Records excerpted from a collection
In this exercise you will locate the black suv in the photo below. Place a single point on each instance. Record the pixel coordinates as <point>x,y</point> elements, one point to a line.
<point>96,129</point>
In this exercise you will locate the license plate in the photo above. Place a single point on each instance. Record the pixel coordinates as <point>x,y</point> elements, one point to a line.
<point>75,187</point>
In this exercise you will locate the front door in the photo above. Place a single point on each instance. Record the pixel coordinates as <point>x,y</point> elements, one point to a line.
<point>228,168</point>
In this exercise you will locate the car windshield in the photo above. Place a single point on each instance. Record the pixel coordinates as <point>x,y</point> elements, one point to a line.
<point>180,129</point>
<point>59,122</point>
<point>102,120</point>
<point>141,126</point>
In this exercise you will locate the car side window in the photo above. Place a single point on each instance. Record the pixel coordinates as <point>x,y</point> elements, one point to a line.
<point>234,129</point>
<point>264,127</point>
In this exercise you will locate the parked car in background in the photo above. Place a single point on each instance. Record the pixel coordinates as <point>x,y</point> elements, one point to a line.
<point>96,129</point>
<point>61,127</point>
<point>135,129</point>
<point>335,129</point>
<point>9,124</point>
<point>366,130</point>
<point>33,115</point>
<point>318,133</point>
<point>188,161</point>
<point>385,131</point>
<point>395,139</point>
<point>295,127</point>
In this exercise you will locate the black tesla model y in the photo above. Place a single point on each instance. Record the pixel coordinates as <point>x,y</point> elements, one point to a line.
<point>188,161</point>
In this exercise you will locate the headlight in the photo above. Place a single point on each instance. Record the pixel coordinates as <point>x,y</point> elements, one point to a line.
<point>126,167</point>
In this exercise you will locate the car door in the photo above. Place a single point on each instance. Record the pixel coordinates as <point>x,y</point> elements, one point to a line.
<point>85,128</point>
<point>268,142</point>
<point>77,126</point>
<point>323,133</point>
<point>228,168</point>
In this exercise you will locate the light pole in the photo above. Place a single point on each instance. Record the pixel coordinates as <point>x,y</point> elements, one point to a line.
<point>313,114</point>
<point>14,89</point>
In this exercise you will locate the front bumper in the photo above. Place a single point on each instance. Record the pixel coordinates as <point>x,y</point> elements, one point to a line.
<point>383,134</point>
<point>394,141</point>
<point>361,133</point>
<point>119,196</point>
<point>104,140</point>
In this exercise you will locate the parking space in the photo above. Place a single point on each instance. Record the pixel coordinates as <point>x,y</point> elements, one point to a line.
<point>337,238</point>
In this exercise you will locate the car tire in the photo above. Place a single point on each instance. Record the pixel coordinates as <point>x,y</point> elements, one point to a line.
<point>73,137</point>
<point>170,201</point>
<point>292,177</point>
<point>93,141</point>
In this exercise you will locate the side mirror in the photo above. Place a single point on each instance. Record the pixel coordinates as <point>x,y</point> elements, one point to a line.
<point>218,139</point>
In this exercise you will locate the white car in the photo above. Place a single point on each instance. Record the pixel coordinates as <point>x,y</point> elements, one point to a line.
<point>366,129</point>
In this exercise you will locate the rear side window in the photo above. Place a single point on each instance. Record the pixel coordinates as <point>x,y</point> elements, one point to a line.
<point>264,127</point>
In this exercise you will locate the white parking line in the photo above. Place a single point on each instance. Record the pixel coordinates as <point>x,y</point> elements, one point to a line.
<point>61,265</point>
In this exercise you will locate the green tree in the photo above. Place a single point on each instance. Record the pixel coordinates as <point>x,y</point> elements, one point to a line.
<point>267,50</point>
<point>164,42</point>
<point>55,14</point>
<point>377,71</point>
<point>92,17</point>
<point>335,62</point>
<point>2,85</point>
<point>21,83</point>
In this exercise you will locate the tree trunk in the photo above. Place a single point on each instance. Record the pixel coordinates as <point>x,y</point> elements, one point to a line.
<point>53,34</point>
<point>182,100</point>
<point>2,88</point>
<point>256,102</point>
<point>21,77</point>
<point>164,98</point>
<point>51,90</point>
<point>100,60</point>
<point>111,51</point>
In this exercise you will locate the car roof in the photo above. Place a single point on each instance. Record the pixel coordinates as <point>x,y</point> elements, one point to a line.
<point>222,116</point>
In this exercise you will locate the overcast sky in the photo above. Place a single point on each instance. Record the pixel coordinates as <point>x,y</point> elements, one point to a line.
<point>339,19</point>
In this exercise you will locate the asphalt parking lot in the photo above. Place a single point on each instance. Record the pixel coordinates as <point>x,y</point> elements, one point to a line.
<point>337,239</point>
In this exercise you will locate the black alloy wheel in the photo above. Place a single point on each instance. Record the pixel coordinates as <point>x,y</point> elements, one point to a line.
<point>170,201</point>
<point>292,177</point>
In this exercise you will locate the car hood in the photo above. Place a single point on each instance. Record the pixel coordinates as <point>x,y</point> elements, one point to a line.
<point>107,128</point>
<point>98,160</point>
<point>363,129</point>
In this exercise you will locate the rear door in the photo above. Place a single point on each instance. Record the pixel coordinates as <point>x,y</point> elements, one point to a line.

Work instruction>
Copy exactly the line containing "In this exercise you will locate the car hood" and every line after it, ending with the last line of the records above.

Exercise solution>
In this exercise you will locate the car hood in the photo above. Place a single point on each instance. Record the pixel coordinates as <point>x,y</point> elements, one point to a line.
<point>107,128</point>
<point>98,160</point>
<point>363,129</point>
In this exercise you will locate the rear door in the photo above. Place a single point on each instance. Record the pixel coordinates as <point>x,y</point> elements, one point to a line.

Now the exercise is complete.